▶ Trecho:
============================================================

O povo brasileiro elegeu Dilma com muita consciência de que apoiava um projeto político. Há aqueles que atribuem a eleição de Dilma apenas ao inegável carisma do presidente Lula, e não há dúvida de que isso contou. Parafraseando Caetano Veloso, que referiu-se a Roberto Carlos dizendo a gente sabe a quem chama de rei, o povo sabe a quem chama de líder.
Lula é o maior líder político e popular da história do Brasil. No entanto, não fosse o extraordinário governo feito nesses oito anos, com resultados nunca antes vistos, para melhor, nas condições de vida do povo brasileiro, e certamente não bastaria o carisma do presidente Lula.
O carisma se afirmou por conta, sobretudo, das políticas públicas que foram levadas a cabo pelo governo, fruto de um projeto político pensado pelo PT, desenvolvido com mais consistência entre o final dos anos 90 e início do novo milênio. Claro que esse projeto encontrou um ator singular, de uma capacidade rara, de uma intuição política fantástica, e que soube, portanto, dar consistência a tudo que havia sido pensado pelo PT.

============================================================

▶ Linhas fornecidas:
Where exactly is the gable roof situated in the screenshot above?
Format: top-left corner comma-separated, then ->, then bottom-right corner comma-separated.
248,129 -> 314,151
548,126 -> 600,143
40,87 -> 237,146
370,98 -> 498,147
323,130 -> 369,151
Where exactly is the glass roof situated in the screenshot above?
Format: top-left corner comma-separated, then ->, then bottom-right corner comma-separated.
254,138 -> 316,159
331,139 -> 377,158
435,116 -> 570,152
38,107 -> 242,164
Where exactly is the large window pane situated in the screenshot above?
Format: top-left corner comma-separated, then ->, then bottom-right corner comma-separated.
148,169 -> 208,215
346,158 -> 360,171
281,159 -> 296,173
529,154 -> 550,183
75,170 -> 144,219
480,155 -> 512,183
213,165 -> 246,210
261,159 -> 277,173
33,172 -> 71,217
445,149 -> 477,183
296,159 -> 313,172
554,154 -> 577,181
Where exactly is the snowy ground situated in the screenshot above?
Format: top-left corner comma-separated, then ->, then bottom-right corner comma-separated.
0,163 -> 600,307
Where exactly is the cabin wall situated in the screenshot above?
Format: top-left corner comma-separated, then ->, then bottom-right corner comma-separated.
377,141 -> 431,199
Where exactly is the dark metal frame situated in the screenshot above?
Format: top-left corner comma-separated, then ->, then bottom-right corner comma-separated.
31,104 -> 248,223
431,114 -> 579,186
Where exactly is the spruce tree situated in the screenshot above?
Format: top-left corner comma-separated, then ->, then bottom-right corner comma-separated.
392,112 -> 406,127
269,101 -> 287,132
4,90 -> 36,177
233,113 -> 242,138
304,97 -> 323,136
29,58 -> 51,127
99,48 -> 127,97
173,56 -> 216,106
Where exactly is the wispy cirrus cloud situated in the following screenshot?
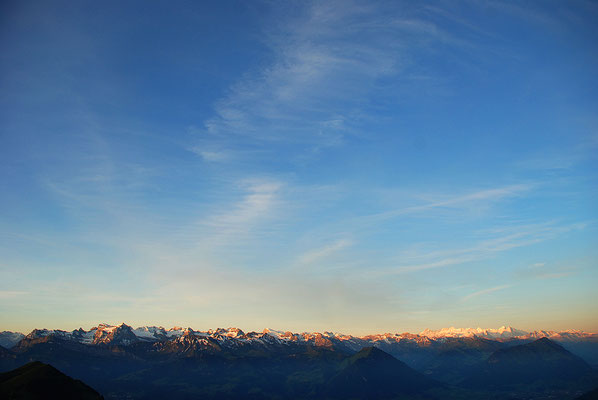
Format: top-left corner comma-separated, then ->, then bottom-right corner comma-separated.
299,239 -> 353,264
461,285 -> 513,302
197,1 -> 472,159
381,219 -> 586,274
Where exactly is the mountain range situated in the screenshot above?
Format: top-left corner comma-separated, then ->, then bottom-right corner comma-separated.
0,323 -> 598,348
0,323 -> 598,399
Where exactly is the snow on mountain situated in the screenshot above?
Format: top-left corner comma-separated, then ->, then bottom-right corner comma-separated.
7,323 -> 598,350
0,331 -> 25,349
419,326 -> 527,339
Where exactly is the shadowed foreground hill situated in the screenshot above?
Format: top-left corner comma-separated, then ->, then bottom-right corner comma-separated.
327,347 -> 440,399
0,361 -> 103,400
464,338 -> 592,388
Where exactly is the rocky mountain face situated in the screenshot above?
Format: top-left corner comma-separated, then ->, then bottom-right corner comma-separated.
0,324 -> 598,399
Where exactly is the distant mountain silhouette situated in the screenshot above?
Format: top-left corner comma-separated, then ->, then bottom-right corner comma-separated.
464,338 -> 592,388
575,387 -> 598,400
0,361 -> 103,400
327,347 -> 440,399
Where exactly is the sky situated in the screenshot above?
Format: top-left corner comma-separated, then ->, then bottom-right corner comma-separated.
0,0 -> 598,335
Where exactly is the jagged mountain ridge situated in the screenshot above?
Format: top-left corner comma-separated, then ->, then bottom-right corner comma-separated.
0,323 -> 598,351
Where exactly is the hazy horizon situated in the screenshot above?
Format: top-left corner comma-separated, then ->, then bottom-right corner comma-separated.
0,0 -> 598,335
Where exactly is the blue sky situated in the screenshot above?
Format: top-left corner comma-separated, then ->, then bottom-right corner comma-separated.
0,0 -> 598,334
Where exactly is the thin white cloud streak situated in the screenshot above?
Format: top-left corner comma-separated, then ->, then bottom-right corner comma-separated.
379,223 -> 585,275
0,290 -> 29,299
363,184 -> 535,221
461,285 -> 513,302
198,1 -> 463,154
299,239 -> 353,264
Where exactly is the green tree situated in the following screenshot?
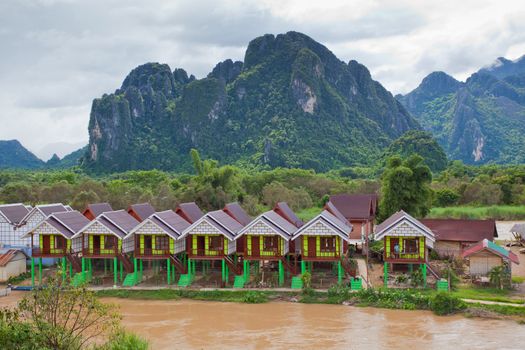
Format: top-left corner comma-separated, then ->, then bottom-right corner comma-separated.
378,155 -> 432,221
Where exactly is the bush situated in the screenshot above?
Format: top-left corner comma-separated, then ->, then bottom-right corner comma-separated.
99,330 -> 149,350
430,292 -> 467,316
242,291 -> 268,304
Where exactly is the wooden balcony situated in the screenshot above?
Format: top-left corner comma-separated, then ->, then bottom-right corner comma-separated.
31,248 -> 67,258
384,252 -> 425,264
133,248 -> 171,260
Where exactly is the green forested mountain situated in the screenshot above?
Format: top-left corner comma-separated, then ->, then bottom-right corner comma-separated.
0,140 -> 45,169
84,32 -> 419,172
397,57 -> 525,164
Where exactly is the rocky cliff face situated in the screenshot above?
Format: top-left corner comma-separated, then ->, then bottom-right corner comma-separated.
85,32 -> 419,172
397,58 -> 525,164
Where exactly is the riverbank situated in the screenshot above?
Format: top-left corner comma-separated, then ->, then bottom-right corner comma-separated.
96,287 -> 525,324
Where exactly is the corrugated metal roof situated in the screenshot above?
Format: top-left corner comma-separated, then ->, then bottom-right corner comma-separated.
0,249 -> 28,267
462,239 -> 520,265
421,219 -> 498,242
128,203 -> 155,220
223,202 -> 252,226
175,202 -> 204,223
329,194 -> 377,220
0,203 -> 29,225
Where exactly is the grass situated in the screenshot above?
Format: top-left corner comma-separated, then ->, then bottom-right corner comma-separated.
427,205 -> 525,220
296,207 -> 323,222
96,289 -> 276,304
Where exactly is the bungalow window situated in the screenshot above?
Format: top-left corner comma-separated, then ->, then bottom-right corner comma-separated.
403,238 -> 418,254
55,236 -> 66,249
104,236 -> 115,249
155,236 -> 170,250
210,236 -> 224,250
263,237 -> 278,252
320,237 -> 335,252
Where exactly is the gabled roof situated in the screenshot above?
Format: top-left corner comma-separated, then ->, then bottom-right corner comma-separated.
292,210 -> 352,242
421,219 -> 498,242
0,203 -> 29,225
0,248 -> 29,266
180,210 -> 243,241
127,210 -> 190,239
22,210 -> 89,239
223,202 -> 252,226
128,203 -> 155,221
21,203 -> 72,224
73,210 -> 139,239
374,210 -> 436,246
235,210 -> 297,240
329,193 -> 377,220
273,202 -> 304,227
510,224 -> 525,239
83,203 -> 113,217
175,202 -> 204,223
461,239 -> 520,265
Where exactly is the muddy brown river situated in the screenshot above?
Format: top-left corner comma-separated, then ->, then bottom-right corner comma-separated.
0,293 -> 525,350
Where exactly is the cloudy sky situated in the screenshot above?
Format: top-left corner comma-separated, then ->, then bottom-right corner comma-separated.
0,0 -> 525,157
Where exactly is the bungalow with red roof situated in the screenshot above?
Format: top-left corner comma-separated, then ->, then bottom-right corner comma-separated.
82,203 -> 113,220
178,205 -> 249,286
292,210 -> 352,288
461,239 -> 520,277
124,210 -> 191,286
0,203 -> 31,248
421,219 -> 498,257
73,210 -> 142,285
325,193 -> 377,246
234,202 -> 303,288
23,210 -> 89,285
374,210 -> 436,287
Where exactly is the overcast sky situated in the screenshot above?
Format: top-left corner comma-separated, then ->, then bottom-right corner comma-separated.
0,0 -> 525,157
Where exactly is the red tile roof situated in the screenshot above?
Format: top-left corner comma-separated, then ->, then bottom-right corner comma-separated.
329,194 -> 377,220
421,219 -> 498,242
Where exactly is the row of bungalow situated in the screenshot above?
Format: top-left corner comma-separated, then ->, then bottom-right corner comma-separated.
0,195 -> 519,288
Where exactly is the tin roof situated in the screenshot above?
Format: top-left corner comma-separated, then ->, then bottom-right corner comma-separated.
273,202 -> 304,227
0,203 -> 29,225
84,203 -> 113,217
0,248 -> 28,267
421,219 -> 498,242
128,203 -> 155,221
292,210 -> 352,241
329,193 -> 377,220
461,239 -> 520,265
374,210 -> 436,247
175,202 -> 204,223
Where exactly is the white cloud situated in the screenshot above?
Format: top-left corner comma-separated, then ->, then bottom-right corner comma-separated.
0,0 -> 525,156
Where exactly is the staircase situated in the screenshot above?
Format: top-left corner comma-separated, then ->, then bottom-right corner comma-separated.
117,253 -> 134,273
292,275 -> 303,289
177,273 -> 193,287
66,254 -> 82,272
233,275 -> 246,288
170,254 -> 188,274
71,272 -> 87,287
122,272 -> 142,287
224,256 -> 243,275
281,257 -> 297,275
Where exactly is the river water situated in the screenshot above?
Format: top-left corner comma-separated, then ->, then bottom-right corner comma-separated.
0,294 -> 525,350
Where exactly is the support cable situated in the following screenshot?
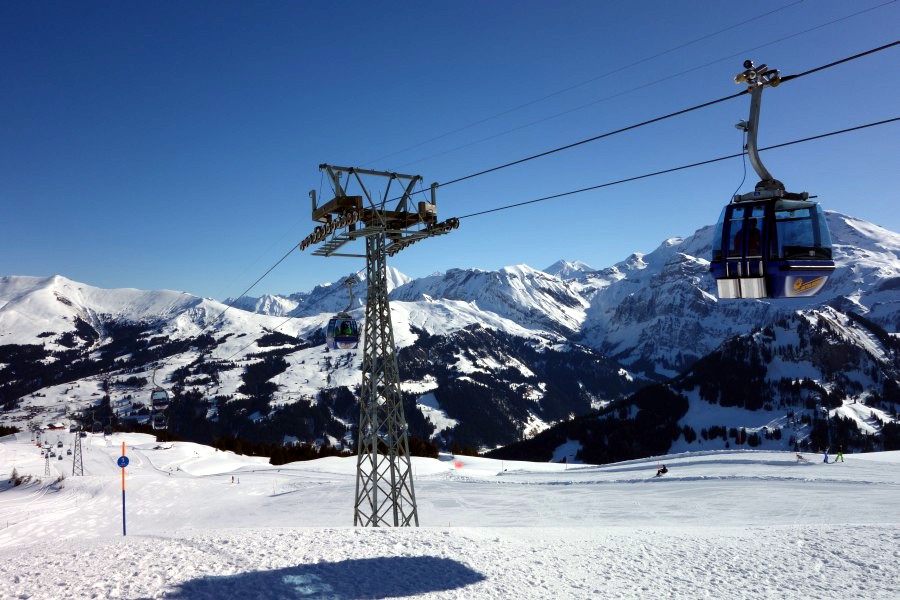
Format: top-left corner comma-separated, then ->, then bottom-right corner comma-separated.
397,5 -> 897,173
440,41 -> 900,192
370,40 -> 900,210
458,117 -> 900,219
363,0 -> 803,164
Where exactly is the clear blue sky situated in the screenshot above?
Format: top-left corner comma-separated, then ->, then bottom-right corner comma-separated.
0,0 -> 900,299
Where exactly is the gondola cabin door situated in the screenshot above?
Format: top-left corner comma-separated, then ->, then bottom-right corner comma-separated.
714,204 -> 769,298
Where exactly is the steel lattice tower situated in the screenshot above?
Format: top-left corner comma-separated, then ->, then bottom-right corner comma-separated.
300,165 -> 459,527
72,431 -> 84,475
353,234 -> 419,527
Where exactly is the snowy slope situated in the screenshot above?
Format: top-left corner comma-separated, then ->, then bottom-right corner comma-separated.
577,212 -> 900,376
0,435 -> 900,600
225,267 -> 410,317
391,265 -> 587,335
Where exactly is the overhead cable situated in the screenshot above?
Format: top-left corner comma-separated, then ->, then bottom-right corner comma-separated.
363,0 -> 803,164
458,117 -> 900,219
439,41 -> 900,192
397,5 -> 897,169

============================================================

▶ O que fazer: Por favor, transcreva o trecho sobre a eleição de Dilma começando em "Lula é o maior" e indo até "pensado pelo PT.".

▶ Solução do exercício:
Lula é o maior líder político e popular da história do Brasil. No entanto, não fosse o extraordinário governo feito nesses oito anos, com resultados nunca antes vistos, para melhor, nas condições de vida do povo brasileiro, e certamente não bastaria o carisma do presidente Lula.
O carisma se afirmou por conta, sobretudo, das políticas públicas que foram levadas a cabo pelo governo, fruto de um projeto político pensado pelo PT, desenvolvido com mais consistência entre o final dos anos 90 e início do novo milênio. Claro que esse projeto encontrou um ator singular, de uma capacidade rara, de uma intuição política fantástica, e que soube, portanto, dar consistência a tudo que havia sido pensado pelo PT.